_Text for analysis_:
Our previous post explained that the "nothing to hide, nothing to fear" argument is based on a narrow view of privacy that assumes it is primarily about concealing our wrongs.
The argument says we shouldn't be overly concerned about government surveillance programs, because the potential benefits of thwarting terrorist attacks far outweigh any minor sacrifices involving our privacy. And as law-abiding citizens, we have nothing to hide anyway.
But privacy has a much broader and complex meaning, according to Daniel J. Solove, who contends that privacy is best understood by looking at the various harms that can arise from privacy violations. The "nothing to hide" argument ignores most of these harms to win its argument.
What are some of these other harms? Some do not necessarily affect individuals, while others do.
Widespread surveillance, while it may not directly harm someone who has "nothing to hide", can have a chilling effect on free speech and free association. It can deter people from engaging in legal activities, and can result in reducing the range of viewpoints in society and the extent of political engagement.
Individuals are more directly affected when seemingly harmless pieces of information about them are combined together to produce profiles. If these are then used to reveal or predict certain things about their activities or personalities, harm can result if action is taken because of these predictions. For example innocent people can be refused permission to board an aircraft because their name is on a no-fly list. Another example is credit ratings, which can result in being refused a loan. We may not know why - and we may not even realize we are being profiled.
A related issue is when data collected by the government for one purpose is used by for a completely different purpose. If there is no time limit on how long data is stored, the potential uses of your information are almost limitless.

_Activity_: Please write the next part of the text on the "nothing to hide" argument, picking up after its last sentence. The data has no connection to the text on the "nothing to hide" argument.

_Information shown_:

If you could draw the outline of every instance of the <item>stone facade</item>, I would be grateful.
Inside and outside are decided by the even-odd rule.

_Result of the exercise_:
Of course, once your information has been collected, it can be given or sold to others - and governments do this routinely. For example, the UK's National Health Service has sold patient data to private companies. In California, the Department of Motor Vehicles (DMV) database can be consulted by employers, insurance companies, attorneys and private investigators. An extreme example is that of Iceland, where exclusive rights to the entire population's genetic data was sold to a US company in 2000. Yes, data is supposedly anonymized, but that is no guarantee of confidentiality.
Worse, what if the agency holding your personal information does a poor job of securing it? If data is leaked, the potential consequences can be very serious, such as your identity being stolen. If this occurs, criminals may apply for credit cards or loans in your name, or even provide your details when charged by the police with an offence. It can take years to deal with the consequences.
As these examples show, privacy is not simply about having "nothing to hide". The impact of mass surveillance programs on privacy is broad and not always predictable. If we dismiss privacy concerns too lightly, it allows our privacy to be gradually eroded. Inevitably, we will end up being impacted. Ironically, in many cases we may not even realize it.